Written problem = Please reproduce every one of the entries below verbatim. Leave the pictures out of your output.

Source entries =

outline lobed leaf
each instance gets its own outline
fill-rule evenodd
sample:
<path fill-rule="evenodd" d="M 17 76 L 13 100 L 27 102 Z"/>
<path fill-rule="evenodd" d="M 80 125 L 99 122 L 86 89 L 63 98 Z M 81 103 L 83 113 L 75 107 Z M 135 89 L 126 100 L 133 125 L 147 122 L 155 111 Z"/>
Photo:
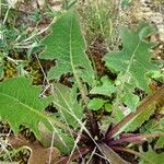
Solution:
<path fill-rule="evenodd" d="M 51 31 L 52 33 L 42 42 L 46 50 L 40 54 L 43 59 L 57 61 L 48 73 L 49 79 L 59 79 L 62 74 L 70 72 L 78 74 L 92 85 L 94 72 L 84 52 L 86 45 L 75 12 L 70 10 L 65 13 L 51 26 Z"/>
<path fill-rule="evenodd" d="M 31 85 L 24 77 L 0 83 L 0 119 L 9 121 L 14 132 L 25 125 L 38 137 L 38 122 L 51 129 L 48 116 L 44 113 L 50 98 L 39 98 L 40 87 Z"/>

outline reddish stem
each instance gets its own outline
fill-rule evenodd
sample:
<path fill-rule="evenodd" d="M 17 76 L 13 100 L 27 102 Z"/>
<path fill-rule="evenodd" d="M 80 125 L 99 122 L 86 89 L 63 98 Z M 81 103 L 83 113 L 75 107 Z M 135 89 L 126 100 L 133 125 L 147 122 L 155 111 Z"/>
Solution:
<path fill-rule="evenodd" d="M 128 148 L 122 148 L 122 147 L 110 147 L 110 148 L 115 151 L 127 152 L 127 153 L 133 154 L 136 156 L 142 156 L 142 154 L 140 154 L 139 152 L 136 152 Z"/>
<path fill-rule="evenodd" d="M 55 164 L 67 164 L 68 161 L 73 161 L 81 157 L 84 154 L 87 154 L 91 151 L 91 148 L 81 148 L 79 151 L 75 151 L 71 156 L 61 157 L 58 161 L 52 161 Z"/>
<path fill-rule="evenodd" d="M 145 109 L 145 107 L 148 107 L 150 104 L 154 103 L 155 101 L 160 99 L 161 97 L 164 97 L 164 85 L 160 87 L 157 91 L 155 91 L 155 93 L 153 93 L 152 95 L 145 97 L 143 102 L 140 104 L 140 106 L 137 108 L 136 113 L 130 113 L 121 121 L 119 121 L 116 126 L 114 126 L 114 128 L 106 134 L 106 140 L 113 138 L 114 134 L 121 129 L 121 127 L 124 127 L 133 117 L 141 114 Z"/>
<path fill-rule="evenodd" d="M 131 137 L 124 137 L 121 139 L 118 140 L 113 140 L 109 141 L 109 145 L 114 145 L 114 144 L 118 144 L 118 143 L 124 143 L 124 142 L 143 142 L 145 141 L 148 138 L 156 138 L 160 136 L 164 136 L 164 133 L 149 133 L 149 134 L 136 134 L 136 136 L 131 136 Z"/>

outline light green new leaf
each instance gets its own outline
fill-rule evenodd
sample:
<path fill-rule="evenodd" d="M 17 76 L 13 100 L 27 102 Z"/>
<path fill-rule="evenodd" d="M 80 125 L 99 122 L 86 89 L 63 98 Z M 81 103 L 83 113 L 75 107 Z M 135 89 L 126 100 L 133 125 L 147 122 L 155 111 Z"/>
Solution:
<path fill-rule="evenodd" d="M 107 54 L 104 58 L 110 70 L 121 73 L 121 90 L 126 83 L 132 84 L 133 89 L 139 87 L 149 91 L 149 79 L 147 73 L 155 70 L 156 66 L 151 62 L 152 44 L 144 38 L 154 32 L 154 27 L 141 24 L 138 31 L 129 31 L 127 27 L 121 31 L 122 50 Z"/>
<path fill-rule="evenodd" d="M 44 113 L 50 98 L 39 98 L 40 87 L 32 86 L 24 77 L 0 83 L 0 119 L 8 121 L 14 132 L 25 125 L 39 137 L 38 122 L 51 129 L 48 116 Z"/>
<path fill-rule="evenodd" d="M 92 85 L 94 72 L 85 54 L 86 45 L 75 12 L 70 10 L 65 13 L 51 26 L 51 31 L 42 42 L 46 50 L 40 54 L 40 58 L 57 60 L 48 73 L 49 79 L 59 79 L 71 72 Z"/>
<path fill-rule="evenodd" d="M 77 97 L 74 98 L 74 90 L 67 87 L 62 84 L 56 83 L 54 105 L 59 110 L 60 117 L 63 121 L 73 126 L 77 124 L 77 119 L 81 119 L 83 116 L 83 109 L 78 103 Z"/>
<path fill-rule="evenodd" d="M 89 102 L 87 108 L 93 110 L 98 110 L 101 109 L 101 107 L 103 107 L 104 103 L 106 103 L 106 101 L 102 98 L 93 98 Z"/>
<path fill-rule="evenodd" d="M 0 54 L 0 78 L 2 77 L 2 73 L 3 73 L 3 57 Z"/>
<path fill-rule="evenodd" d="M 90 94 L 102 94 L 102 95 L 110 96 L 112 93 L 116 92 L 116 87 L 109 81 L 108 77 L 102 77 L 101 82 L 102 82 L 102 85 L 94 86 L 90 91 Z"/>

Exercise answer =
outline lobed leaf
each instance gets its own outline
fill-rule evenodd
sample:
<path fill-rule="evenodd" d="M 17 76 L 13 100 L 27 102 Z"/>
<path fill-rule="evenodd" d="M 80 125 L 99 122 L 86 89 L 63 98 Z M 81 103 L 83 113 L 75 107 Z M 135 89 L 126 100 L 133 125 L 147 122 L 155 111 Z"/>
Photo:
Solution:
<path fill-rule="evenodd" d="M 51 31 L 52 33 L 42 42 L 46 50 L 40 54 L 43 59 L 57 61 L 48 73 L 49 79 L 59 79 L 62 74 L 70 72 L 78 74 L 92 85 L 94 72 L 84 52 L 86 45 L 75 12 L 70 10 L 65 13 L 51 26 Z"/>
<path fill-rule="evenodd" d="M 31 85 L 24 77 L 0 83 L 0 119 L 9 121 L 14 132 L 25 125 L 38 137 L 38 122 L 51 129 L 48 116 L 44 113 L 50 98 L 39 98 L 40 87 Z"/>

outline reddish stem
each instance gets its own outline
fill-rule evenodd
sample:
<path fill-rule="evenodd" d="M 17 76 L 13 100 L 27 102 Z"/>
<path fill-rule="evenodd" d="M 80 125 L 99 122 L 86 89 L 63 98 Z M 81 103 L 83 113 L 75 107 Z M 135 89 L 126 100 L 133 125 L 147 122 L 155 111 Z"/>
Solution:
<path fill-rule="evenodd" d="M 128 148 L 122 148 L 122 147 L 110 147 L 110 148 L 115 151 L 127 152 L 127 153 L 133 154 L 136 156 L 142 156 L 142 154 L 140 154 L 139 152 L 136 152 Z"/>
<path fill-rule="evenodd" d="M 55 164 L 67 164 L 68 161 L 73 161 L 81 157 L 84 154 L 87 154 L 91 151 L 91 148 L 81 148 L 79 151 L 75 151 L 71 156 L 61 157 L 58 161 L 52 161 Z"/>
<path fill-rule="evenodd" d="M 145 109 L 145 107 L 148 107 L 150 104 L 154 103 L 155 101 L 160 99 L 161 97 L 164 97 L 164 85 L 160 87 L 157 91 L 155 91 L 155 93 L 153 93 L 152 95 L 145 97 L 143 102 L 140 104 L 140 106 L 137 108 L 136 113 L 130 113 L 121 121 L 119 121 L 116 126 L 114 126 L 114 128 L 106 134 L 106 140 L 113 138 L 114 134 L 121 129 L 121 127 L 124 127 L 133 117 L 141 114 Z"/>
<path fill-rule="evenodd" d="M 131 137 L 124 137 L 121 139 L 118 140 L 113 140 L 109 141 L 109 145 L 114 145 L 114 144 L 118 144 L 118 143 L 124 143 L 124 142 L 143 142 L 145 141 L 148 138 L 156 138 L 160 136 L 164 136 L 164 133 L 149 133 L 149 134 L 136 134 L 136 136 L 131 136 Z"/>

outline light green new leaf
each instance gets its own outline
fill-rule evenodd
sample:
<path fill-rule="evenodd" d="M 17 76 L 13 100 L 27 102 Z"/>
<path fill-rule="evenodd" d="M 80 125 L 99 122 L 86 89 L 63 98 Z M 81 103 L 83 113 L 75 107 Z M 135 89 L 126 100 L 133 125 L 147 122 L 155 111 Z"/>
Solution:
<path fill-rule="evenodd" d="M 107 54 L 104 58 L 110 70 L 121 73 L 121 90 L 126 83 L 132 84 L 133 89 L 139 87 L 149 91 L 149 79 L 147 73 L 155 70 L 156 66 L 151 62 L 152 44 L 144 38 L 154 32 L 154 27 L 141 24 L 138 31 L 129 31 L 127 27 L 121 31 L 122 50 Z"/>
<path fill-rule="evenodd" d="M 44 113 L 50 98 L 39 98 L 40 87 L 32 86 L 24 77 L 0 83 L 0 119 L 8 121 L 14 132 L 25 125 L 39 137 L 38 122 L 51 129 L 48 116 Z"/>
<path fill-rule="evenodd" d="M 92 85 L 94 72 L 85 54 L 86 45 L 75 12 L 70 10 L 65 13 L 51 26 L 51 31 L 42 42 L 46 50 L 40 54 L 40 58 L 57 60 L 48 73 L 49 79 L 59 79 L 71 72 Z"/>
<path fill-rule="evenodd" d="M 77 97 L 74 98 L 74 90 L 67 87 L 62 84 L 56 83 L 54 105 L 59 110 L 60 117 L 63 121 L 73 126 L 77 124 L 77 119 L 81 119 L 83 116 L 83 109 L 78 103 Z"/>
<path fill-rule="evenodd" d="M 89 102 L 87 108 L 93 110 L 98 110 L 101 109 L 101 107 L 103 107 L 104 103 L 106 103 L 106 101 L 102 98 L 93 98 Z"/>
<path fill-rule="evenodd" d="M 0 54 L 0 78 L 2 77 L 2 73 L 3 73 L 3 57 Z"/>
<path fill-rule="evenodd" d="M 90 94 L 102 94 L 102 95 L 110 96 L 112 93 L 116 92 L 116 87 L 109 81 L 108 77 L 102 77 L 101 82 L 102 82 L 102 85 L 94 86 L 90 91 Z"/>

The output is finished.